Directions for this task.
Return the entries below word for word, leaving the pictures out.

Dataset entries

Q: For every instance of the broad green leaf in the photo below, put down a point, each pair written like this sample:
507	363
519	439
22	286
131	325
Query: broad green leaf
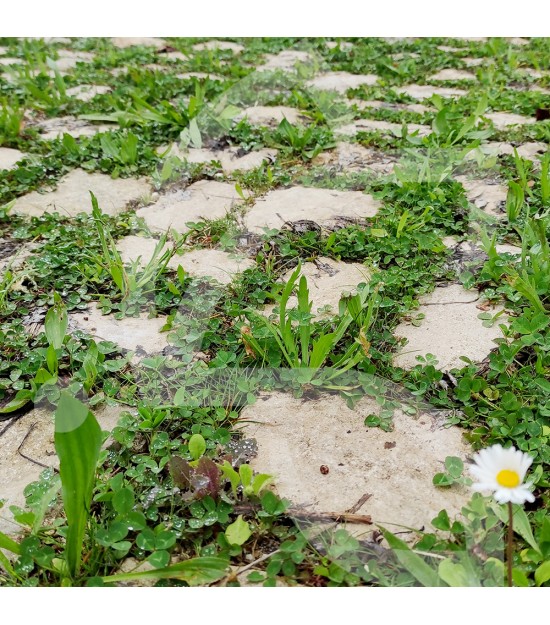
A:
77	443
196	572
238	532
197	446
414	564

Result of the task.
Q: For every instance of the broad green leaf in the photo below, put down a point, each pair written like this sample:
507	363
519	439
22	286
131	325
Query: broad green leaf
A:
77	443
196	572
238	532
197	446
414	564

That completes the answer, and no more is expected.